> _本文_:
_ _ _ _ _

バンガローの外にいた色を失ったかのような女性が、数秒後には間近に迫ってきているという状態は、背筋がゾッとするのを止められません。
更にその女性の容姿までもがハッキリと分かるということであり、作り物のフェイクであったにしても、怖いものは怖いと認めざる得ないくらいに破壊力満点のものに仕上がっています。
心霊などのオカルトコンテンツに対しての耐性が乏しい人間は、これ一本だけで、暫くは後ろが気になって仕方がないという心境に駆られるのではないでしょうかね?
湯灌(ゆかん)
この後に本木雅弘の映画である【おくりびと】がブームになりましたが、丁度、その時期にほん呪でも取り上げたのがこのコーナーですね。
(時系列的には少々、コチラの方が早いですが)
映像そのもののインパクトはやはり強烈なものであり、映っている問題の心霊は顔がズタズタになっているということで、本編内で語られるストーリーとマッチしているものであると思います。
実際に結婚式場と葬儀社というのは密接な繋がりがあるものであり、冠婚葬祭という熟語の通りに、ベクトルが違うだけでありやっている内容は似たようなものであったりします。

_ _ _ _ _

> _提示データ_:
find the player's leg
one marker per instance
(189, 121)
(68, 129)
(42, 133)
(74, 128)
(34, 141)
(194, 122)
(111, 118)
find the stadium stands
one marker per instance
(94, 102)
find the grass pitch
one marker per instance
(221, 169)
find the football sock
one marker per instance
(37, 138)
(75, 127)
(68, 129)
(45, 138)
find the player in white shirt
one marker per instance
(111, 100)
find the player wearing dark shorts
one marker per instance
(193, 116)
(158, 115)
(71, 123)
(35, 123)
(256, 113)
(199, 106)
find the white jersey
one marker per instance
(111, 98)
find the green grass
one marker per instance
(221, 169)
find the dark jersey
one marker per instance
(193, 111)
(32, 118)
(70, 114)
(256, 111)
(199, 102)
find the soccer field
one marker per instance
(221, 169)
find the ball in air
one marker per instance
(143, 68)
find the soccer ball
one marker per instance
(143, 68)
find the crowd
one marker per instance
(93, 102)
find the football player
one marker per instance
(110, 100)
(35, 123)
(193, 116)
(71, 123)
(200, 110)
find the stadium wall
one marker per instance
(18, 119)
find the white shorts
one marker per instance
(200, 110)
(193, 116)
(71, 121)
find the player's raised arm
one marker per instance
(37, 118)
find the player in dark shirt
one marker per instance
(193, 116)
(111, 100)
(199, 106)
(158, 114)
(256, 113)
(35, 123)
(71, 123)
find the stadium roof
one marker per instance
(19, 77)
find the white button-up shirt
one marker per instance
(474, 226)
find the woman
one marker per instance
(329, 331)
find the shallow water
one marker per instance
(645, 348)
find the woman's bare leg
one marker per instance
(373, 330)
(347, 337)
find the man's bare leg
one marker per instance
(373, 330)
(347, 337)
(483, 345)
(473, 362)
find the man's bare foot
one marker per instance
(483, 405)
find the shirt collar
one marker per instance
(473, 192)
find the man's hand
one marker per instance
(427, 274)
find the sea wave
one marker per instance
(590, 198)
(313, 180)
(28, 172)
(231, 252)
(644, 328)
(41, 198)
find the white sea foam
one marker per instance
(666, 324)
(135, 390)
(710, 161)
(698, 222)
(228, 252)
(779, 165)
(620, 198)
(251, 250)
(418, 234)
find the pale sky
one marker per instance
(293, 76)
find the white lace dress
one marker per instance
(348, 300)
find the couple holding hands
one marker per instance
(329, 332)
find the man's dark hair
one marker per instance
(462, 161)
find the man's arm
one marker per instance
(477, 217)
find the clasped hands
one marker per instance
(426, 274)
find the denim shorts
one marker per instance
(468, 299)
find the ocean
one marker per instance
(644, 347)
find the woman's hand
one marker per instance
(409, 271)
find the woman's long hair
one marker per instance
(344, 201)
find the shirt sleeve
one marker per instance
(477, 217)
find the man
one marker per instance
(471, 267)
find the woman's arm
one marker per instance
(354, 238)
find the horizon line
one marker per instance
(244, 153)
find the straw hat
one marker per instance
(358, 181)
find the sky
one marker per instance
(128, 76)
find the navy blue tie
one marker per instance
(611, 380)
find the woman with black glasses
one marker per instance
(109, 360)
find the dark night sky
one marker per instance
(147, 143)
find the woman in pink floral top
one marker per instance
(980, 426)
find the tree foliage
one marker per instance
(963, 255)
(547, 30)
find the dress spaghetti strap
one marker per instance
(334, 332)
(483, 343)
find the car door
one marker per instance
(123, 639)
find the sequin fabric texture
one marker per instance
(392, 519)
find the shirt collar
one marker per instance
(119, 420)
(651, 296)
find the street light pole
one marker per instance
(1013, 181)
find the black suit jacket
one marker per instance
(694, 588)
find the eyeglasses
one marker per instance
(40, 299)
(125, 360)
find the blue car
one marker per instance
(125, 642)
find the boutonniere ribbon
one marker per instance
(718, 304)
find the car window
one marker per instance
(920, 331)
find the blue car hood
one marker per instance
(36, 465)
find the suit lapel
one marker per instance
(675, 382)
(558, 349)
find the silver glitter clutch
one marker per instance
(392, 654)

_ _ _ _ _

> _課題 A_:
本文の「映像そのもののインパクト」で始まる文から最後の文までに出てくるカタカナの外来語を、すべて挙げてください。
> _課題 B_:
本文の「バンガローの外にいた色を失っ」で始まり「げたのがこのコーナーですね。」に至るまでの部分を、「バンガロー」を「山小屋」に置き換えて書き改めてください。

> _正答 A_:
インパクト、ストーリー、マッチ、ベクトル

> _正答 B_:
山小屋の外にいた色を失ったかのような女性が、数秒後には間近に迫ってきているという状態は、背筋がゾッとするのを止められません。
更にその女性の容姿までもがハッキリと分かるということであり、作り物のフェイクであったにしても、怖いものは怖いと認めざる得ないくらいに破壊力満点のものに仕上がっています。
心霊などのオカルトコンテンツに対しての耐性が乏しい人間は、これ一本だけで、暫くは後ろが気になって仕方がないという心境に駆られるのではないでしょうかね?
湯灌(ゆかん)
この後に本木雅弘の映画である【おくりびと】がブームになりましたが、丁度、その時期にほん呪でも取り上げたのがこのコーナーですね。